Segment Start: Data supplied
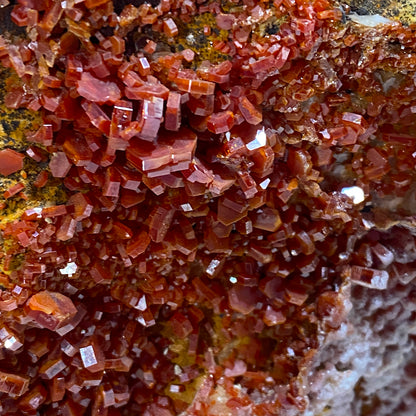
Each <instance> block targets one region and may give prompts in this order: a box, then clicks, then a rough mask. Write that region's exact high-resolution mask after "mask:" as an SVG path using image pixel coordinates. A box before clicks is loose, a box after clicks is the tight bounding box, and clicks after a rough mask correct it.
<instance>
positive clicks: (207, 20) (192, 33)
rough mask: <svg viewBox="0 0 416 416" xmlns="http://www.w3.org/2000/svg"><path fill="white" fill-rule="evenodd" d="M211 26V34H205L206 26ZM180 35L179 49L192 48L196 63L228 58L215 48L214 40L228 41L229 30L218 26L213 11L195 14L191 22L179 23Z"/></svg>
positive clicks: (176, 39)
mask: <svg viewBox="0 0 416 416" xmlns="http://www.w3.org/2000/svg"><path fill="white" fill-rule="evenodd" d="M205 26H208V27H210V28H211V34H210V35H208V36H206V35H204V27H205ZM178 29H179V35H178V37H177V38H176V39H175V43H176V44H177V47H178V50H183V49H191V50H193V51H194V52H195V62H194V64H196V63H198V62H201V61H205V60H208V61H210V62H211V63H216V62H221V61H224V60H226V59H228V56H227V55H226V54H223V53H221V52H220V51H218V50H216V49H214V48H213V44H214V42H221V41H227V39H228V31H226V30H221V29H219V28H218V27H217V23H216V20H215V17H214V15H213V14H211V13H203V14H201V15H199V16H194V17H193V18H192V20H191V22H190V23H188V24H186V25H185V24H183V23H179V24H178Z"/></svg>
Segment End: Data supplied
=== Task objective ===
Would you give the number of lines in this listing that include "instance"? Only the number, please.

=== Written solution ===
2